EXERCISE OBJECTIVE: Using the text on NATO's cross-cutting topics, explain in one to three sentences why the Human Security Unit was given its own mandate.

PAGE:
%%

NATO’s Cross-Cutting Topics and the Shift to Human Security
This section traces how NATO has developed the CCTs that form the substantive content of the organization’s human security approach. Where the CCTs were formerly distinct, individual policy areas, NATO is now working to harmonize their implementation under its human security approach. It is, then, important to set the scene for the need for a deep, principled framework of human security by explaining how the term “human security” has emerged as an umbrella term and how the CCTs are, in effect, NATO’s method of operationalizing human security.
In the 2010 NATO Strategic Concept, there is no mention of issues such as the protection of civilians, conflict-related sexual violence, trafficking in human beings or cultural property protection, despite the operational effectiveness of NATO forces consistently being impacted by civilian harm (NATO, 2010; Heard & Thue, 2022). However, throughout the 2010s NATO developed its understanding of so-called cross-cutting topics, which it implemented as distinct policy areas to support and integrate United Nations Security Council resolutions into Alliance military doctrine, training and operational planning and conduct, and align NATO’s political and operational considerations with international best practices and guidance.
In its Allied Joint Doctrine (NATO, 2022a), NATO defines the CCTs as five policy agendas: (1) protection of civilians; (2) preventing and responding to conflict-related sexual violence; (3) combatting trafficking in human beings; (4) children and armed conflict; and (5) cultural property protection.
Currently, the five areas of work are the responsibility of the Office of the Secretary General’s Special Representative for Women, Peace and Security (SGSR WPS). The Human Security Unit was established in the Office of the SGSR WPS in 2019. The Unit was given its own mandate to allow for the formation of a distinct political-strategic agenda for human security, separate from NATO’s long-established Women, Peace and Security agenda, and to cohere the mandate for each of the CCTs.
The first Policy on Combatting Trafficking in Human Beings was adopted by all heads of state and government at NATO’s 2004 Istanbul Summit and then updated in 2023 (NATO, 2023b). The subject of children and armed conflict was first addressed by NATO heads of state and government at the 2012 Chicago Summit (NATO, 2012a, para. 17). Based on UN Security Resolution 1612, NATO adopted its Military Guidelines on Children and Armed Conflict (CAAC) in 2012 to integrate CAAC into military doctrine, training and operational planning and conduct (NATO, 2012b). CAAC also received a new Policy in 2023 (NATO, 2023a).
At the Chicago and Wales Summits in 2012 and 2014, respectively, NATO heads of state and government “expressed their commitment to the fight against sexual violence in conflict” and the organization adopted Military Guidelines on the Prevention of, and Response to, Conflict-Related Sexual and Gender-Based Violence in 2015 (NATO, 2012a; 2015). Later, in 2021, we saw the introduction of the NATO Policy on Preventing and Responding to Conflict-Related Sexual Violence (NATO, 2021b).
NATO adopted its first Policy for the Protection of Civilians (PoC) in 2016 at the Warsaw Summit, citing lessons learnt from operations in its International Security Assistance Force in Afghanistan and the growing strategic and operational importance of mitigating civilian casualties (NATO, 2016). Later, in 2018, Allied Command Operations published a Handbook on the Protection of Civilians that integrates the 2016 NATO Policy for the Protection of Civilians and the Military Committee Concept for the Protection of Civilians in the planning and conduct of Alliance operations (Allied Command Operations, 2018). Whilst cultural property protection (CPP) does not have its own standalone NATO policy, it was encompassed within further guidance on the PoC Policy as a Bi-Strategic Command Directive (NATO, 2019a).

%%

GIVEN DATA:

%%

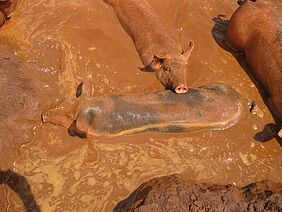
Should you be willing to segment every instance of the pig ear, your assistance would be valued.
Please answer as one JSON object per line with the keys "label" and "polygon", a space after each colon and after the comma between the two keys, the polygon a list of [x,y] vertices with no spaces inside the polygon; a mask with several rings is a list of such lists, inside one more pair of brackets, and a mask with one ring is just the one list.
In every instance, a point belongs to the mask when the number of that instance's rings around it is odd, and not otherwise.
{"label": "pig ear", "polygon": [[93,97],[94,96],[94,84],[93,77],[89,75],[85,80],[77,87],[76,97]]}
{"label": "pig ear", "polygon": [[10,7],[12,4],[11,1],[0,1],[0,8],[6,9]]}
{"label": "pig ear", "polygon": [[190,55],[191,55],[191,52],[193,51],[194,49],[194,42],[192,40],[190,40],[189,42],[189,46],[188,46],[188,49],[186,49],[182,55],[184,56],[185,60],[188,60]]}
{"label": "pig ear", "polygon": [[152,62],[149,65],[145,66],[144,68],[140,68],[140,70],[145,72],[154,72],[161,68],[164,59],[165,57],[158,57],[154,55]]}

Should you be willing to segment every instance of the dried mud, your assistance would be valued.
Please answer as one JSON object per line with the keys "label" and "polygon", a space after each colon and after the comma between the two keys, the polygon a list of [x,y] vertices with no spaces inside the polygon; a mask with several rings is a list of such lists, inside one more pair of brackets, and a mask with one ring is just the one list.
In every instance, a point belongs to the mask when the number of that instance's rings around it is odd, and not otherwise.
{"label": "dried mud", "polygon": [[224,131],[101,139],[71,137],[60,126],[42,125],[40,113],[75,98],[77,85],[89,74],[95,96],[163,88],[153,74],[138,70],[131,39],[102,0],[19,0],[0,29],[0,208],[110,211],[144,181],[174,173],[240,187],[282,182],[279,142],[255,139],[273,118],[244,66],[220,47],[225,24],[212,21],[219,14],[228,19],[236,1],[150,4],[182,45],[194,40],[189,87],[230,84],[256,102],[254,114]]}

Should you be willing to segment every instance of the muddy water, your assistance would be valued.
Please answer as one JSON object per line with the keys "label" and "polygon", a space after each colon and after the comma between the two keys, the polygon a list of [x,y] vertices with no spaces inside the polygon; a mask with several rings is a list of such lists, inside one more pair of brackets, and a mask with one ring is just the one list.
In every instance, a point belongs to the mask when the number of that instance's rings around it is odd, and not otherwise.
{"label": "muddy water", "polygon": [[[246,101],[255,100],[263,116],[247,114],[225,131],[79,139],[65,128],[42,125],[37,115],[12,168],[25,177],[42,211],[110,211],[142,182],[172,173],[239,186],[264,179],[282,182],[278,142],[253,138],[273,119],[237,60],[211,34],[211,19],[219,14],[229,17],[236,1],[150,4],[179,42],[184,46],[190,39],[195,42],[187,66],[190,86],[231,84]],[[220,32],[216,36],[220,38]],[[19,1],[12,19],[0,30],[0,40],[23,61],[39,65],[46,80],[56,82],[59,88],[49,86],[52,92],[56,89],[52,98],[58,102],[74,98],[75,88],[89,74],[95,79],[96,96],[163,89],[153,74],[138,71],[142,64],[131,39],[102,0]],[[51,104],[47,96],[45,101]],[[10,187],[1,189],[7,211],[25,207],[24,198]]]}

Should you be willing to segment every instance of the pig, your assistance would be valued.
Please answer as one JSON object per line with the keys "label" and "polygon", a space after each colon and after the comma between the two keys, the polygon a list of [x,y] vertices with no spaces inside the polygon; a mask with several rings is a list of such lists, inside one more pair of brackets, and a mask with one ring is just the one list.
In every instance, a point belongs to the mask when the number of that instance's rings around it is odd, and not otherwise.
{"label": "pig", "polygon": [[[282,122],[282,1],[239,0],[226,32],[227,44],[243,51],[266,93],[274,118]],[[278,133],[282,137],[282,130]]]}
{"label": "pig", "polygon": [[11,6],[11,1],[0,0],[0,27],[6,22],[8,18],[7,9]]}
{"label": "pig", "polygon": [[132,38],[145,66],[142,71],[155,72],[162,85],[176,93],[186,93],[186,65],[194,48],[190,41],[183,50],[163,25],[161,18],[145,0],[104,0]]}
{"label": "pig", "polygon": [[44,112],[43,123],[72,129],[79,137],[112,137],[145,131],[222,130],[236,124],[243,114],[239,93],[225,84],[191,88],[185,94],[164,90],[92,97],[93,92],[87,90],[92,89],[83,87],[73,102]]}

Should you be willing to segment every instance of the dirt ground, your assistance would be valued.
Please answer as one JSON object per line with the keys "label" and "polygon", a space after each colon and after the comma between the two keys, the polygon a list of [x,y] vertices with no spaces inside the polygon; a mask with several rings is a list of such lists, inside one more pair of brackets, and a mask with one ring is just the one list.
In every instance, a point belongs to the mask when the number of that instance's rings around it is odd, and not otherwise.
{"label": "dirt ground", "polygon": [[228,19],[236,1],[150,4],[183,46],[195,43],[187,66],[190,87],[227,83],[259,109],[224,131],[80,139],[43,125],[41,112],[75,98],[89,74],[96,96],[163,88],[153,74],[138,70],[131,39],[102,0],[19,0],[0,29],[0,208],[110,211],[141,183],[175,173],[240,187],[282,183],[279,142],[258,139],[273,118],[244,65],[221,47],[224,24],[214,18]]}
{"label": "dirt ground", "polygon": [[180,175],[139,186],[114,211],[279,211],[282,184],[262,181],[242,188],[186,181]]}

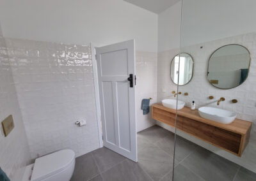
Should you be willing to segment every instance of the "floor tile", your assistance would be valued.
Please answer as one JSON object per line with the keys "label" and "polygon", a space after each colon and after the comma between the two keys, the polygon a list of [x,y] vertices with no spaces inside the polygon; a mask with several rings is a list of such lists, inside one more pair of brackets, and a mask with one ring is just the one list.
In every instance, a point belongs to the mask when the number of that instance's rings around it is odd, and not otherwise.
{"label": "floor tile", "polygon": [[173,181],[204,181],[191,170],[180,164],[174,168]]}
{"label": "floor tile", "polygon": [[173,157],[151,144],[138,153],[138,164],[154,180],[159,180],[172,170]]}
{"label": "floor tile", "polygon": [[182,164],[209,181],[232,180],[239,167],[202,148],[191,154]]}
{"label": "floor tile", "polygon": [[[168,135],[155,143],[170,156],[174,154],[174,134]],[[186,158],[190,153],[196,150],[197,146],[192,142],[177,136],[175,147],[175,159],[177,163]]]}
{"label": "floor tile", "polygon": [[159,180],[159,181],[170,181],[172,179],[172,170]]}
{"label": "floor tile", "polygon": [[106,181],[152,181],[152,178],[136,163],[125,160],[102,173]]}
{"label": "floor tile", "polygon": [[152,143],[156,143],[170,134],[171,132],[158,126],[154,126],[138,133],[141,138],[147,139]]}
{"label": "floor tile", "polygon": [[185,159],[189,154],[194,152],[198,146],[180,136],[177,136],[176,139],[175,146],[175,159],[178,161],[181,161]]}
{"label": "floor tile", "polygon": [[90,180],[90,181],[103,181],[104,179],[101,175],[98,175],[95,177],[93,177],[92,179]]}
{"label": "floor tile", "polygon": [[111,168],[126,158],[105,147],[92,152],[100,173]]}
{"label": "floor tile", "polygon": [[251,177],[256,178],[256,173],[252,172],[252,171],[250,171],[243,166],[240,167],[239,171],[246,173]]}
{"label": "floor tile", "polygon": [[148,146],[151,144],[148,141],[141,136],[140,134],[137,136],[137,148],[138,152],[141,152],[145,147]]}
{"label": "floor tile", "polygon": [[256,177],[252,177],[250,175],[242,171],[238,171],[234,181],[256,181]]}
{"label": "floor tile", "polygon": [[76,166],[71,181],[88,180],[99,173],[92,153],[76,159]]}

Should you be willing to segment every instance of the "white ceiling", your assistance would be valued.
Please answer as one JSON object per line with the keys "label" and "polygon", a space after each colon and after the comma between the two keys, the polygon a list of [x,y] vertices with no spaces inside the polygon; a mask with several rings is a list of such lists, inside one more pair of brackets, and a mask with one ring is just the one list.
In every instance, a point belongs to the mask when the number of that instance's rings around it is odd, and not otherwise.
{"label": "white ceiling", "polygon": [[124,0],[148,11],[159,14],[180,0]]}

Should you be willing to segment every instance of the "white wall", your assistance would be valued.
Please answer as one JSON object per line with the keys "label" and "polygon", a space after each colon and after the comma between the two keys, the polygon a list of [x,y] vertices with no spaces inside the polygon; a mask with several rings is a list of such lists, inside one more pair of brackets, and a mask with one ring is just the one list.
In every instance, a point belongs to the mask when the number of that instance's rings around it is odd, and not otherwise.
{"label": "white wall", "polygon": [[12,115],[14,128],[5,137],[0,124],[0,167],[11,180],[22,174],[22,168],[31,160],[25,129],[12,75],[5,40],[0,36],[0,122]]}
{"label": "white wall", "polygon": [[179,48],[181,1],[158,15],[158,52]]}
{"label": "white wall", "polygon": [[[10,38],[6,45],[31,157],[99,148],[90,47]],[[79,120],[87,125],[78,127]]]}
{"label": "white wall", "polygon": [[[156,124],[152,118],[151,106],[157,102],[157,53],[136,52],[136,119],[137,131],[142,131]],[[141,101],[150,101],[150,112],[143,115]]]}
{"label": "white wall", "polygon": [[255,0],[183,0],[181,46],[256,31]]}
{"label": "white wall", "polygon": [[157,15],[122,0],[0,0],[0,20],[5,37],[157,51]]}

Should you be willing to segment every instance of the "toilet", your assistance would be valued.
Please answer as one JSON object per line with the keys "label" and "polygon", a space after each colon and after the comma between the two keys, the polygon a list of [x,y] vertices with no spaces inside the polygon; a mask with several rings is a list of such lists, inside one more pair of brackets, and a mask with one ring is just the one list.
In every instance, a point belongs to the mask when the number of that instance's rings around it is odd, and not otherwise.
{"label": "toilet", "polygon": [[61,150],[36,159],[26,167],[22,181],[69,181],[75,168],[75,153]]}

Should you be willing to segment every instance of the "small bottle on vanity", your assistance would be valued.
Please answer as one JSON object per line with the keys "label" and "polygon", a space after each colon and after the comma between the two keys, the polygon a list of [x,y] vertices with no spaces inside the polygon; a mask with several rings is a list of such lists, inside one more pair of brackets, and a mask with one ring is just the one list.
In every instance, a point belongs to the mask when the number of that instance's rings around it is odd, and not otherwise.
{"label": "small bottle on vanity", "polygon": [[193,101],[191,103],[191,110],[195,110],[196,109],[196,103],[195,103],[195,101]]}

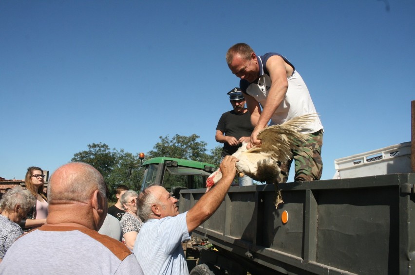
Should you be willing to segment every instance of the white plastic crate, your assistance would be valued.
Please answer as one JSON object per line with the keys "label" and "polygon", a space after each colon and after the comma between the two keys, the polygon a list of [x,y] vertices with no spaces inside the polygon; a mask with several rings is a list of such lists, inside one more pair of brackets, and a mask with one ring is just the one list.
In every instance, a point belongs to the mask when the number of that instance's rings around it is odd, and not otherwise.
{"label": "white plastic crate", "polygon": [[410,173],[411,142],[404,142],[334,161],[333,178]]}

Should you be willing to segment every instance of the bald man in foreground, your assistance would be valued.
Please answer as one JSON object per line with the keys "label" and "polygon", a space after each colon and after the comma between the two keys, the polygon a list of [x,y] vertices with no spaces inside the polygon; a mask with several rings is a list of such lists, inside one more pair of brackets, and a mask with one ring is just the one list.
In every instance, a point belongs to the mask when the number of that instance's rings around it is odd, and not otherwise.
{"label": "bald man in foreground", "polygon": [[0,274],[143,274],[125,245],[97,232],[107,215],[105,191],[89,164],[58,168],[48,188],[47,223],[13,243]]}
{"label": "bald man in foreground", "polygon": [[227,155],[221,163],[223,176],[188,211],[179,214],[177,200],[159,185],[138,197],[138,215],[144,224],[132,252],[146,274],[189,274],[181,243],[209,218],[224,200],[236,172],[238,159]]}

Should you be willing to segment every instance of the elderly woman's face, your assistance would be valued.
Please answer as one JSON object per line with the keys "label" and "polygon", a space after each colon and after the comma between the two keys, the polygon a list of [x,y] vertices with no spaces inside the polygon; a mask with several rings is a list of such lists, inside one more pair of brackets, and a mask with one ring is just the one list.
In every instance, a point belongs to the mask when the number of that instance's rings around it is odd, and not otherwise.
{"label": "elderly woman's face", "polygon": [[127,203],[124,205],[124,207],[134,214],[137,214],[137,203],[138,197],[131,196],[128,197]]}
{"label": "elderly woman's face", "polygon": [[18,205],[15,206],[15,209],[11,215],[9,215],[9,219],[12,222],[18,223],[21,219],[27,215],[27,211],[24,211]]}
{"label": "elderly woman's face", "polygon": [[43,173],[40,170],[32,171],[32,183],[35,186],[40,186],[43,183]]}

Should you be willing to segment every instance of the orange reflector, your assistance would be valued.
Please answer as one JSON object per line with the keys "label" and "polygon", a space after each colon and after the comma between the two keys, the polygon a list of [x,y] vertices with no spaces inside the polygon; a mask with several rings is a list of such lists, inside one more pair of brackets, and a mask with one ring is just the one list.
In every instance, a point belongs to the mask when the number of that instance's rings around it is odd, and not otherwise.
{"label": "orange reflector", "polygon": [[288,212],[286,210],[284,210],[283,212],[283,214],[281,215],[281,221],[284,224],[288,222]]}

%%

SOLUTION TO THE EXERCISE: The Human Security Unit was given its own mandate so that a distinct political-strategic agenda for human security could be formed, separate from NATO's long-established Women, Peace and Security agenda. The mandate was also meant to cohere the mandate for each of the cross-cutting topics.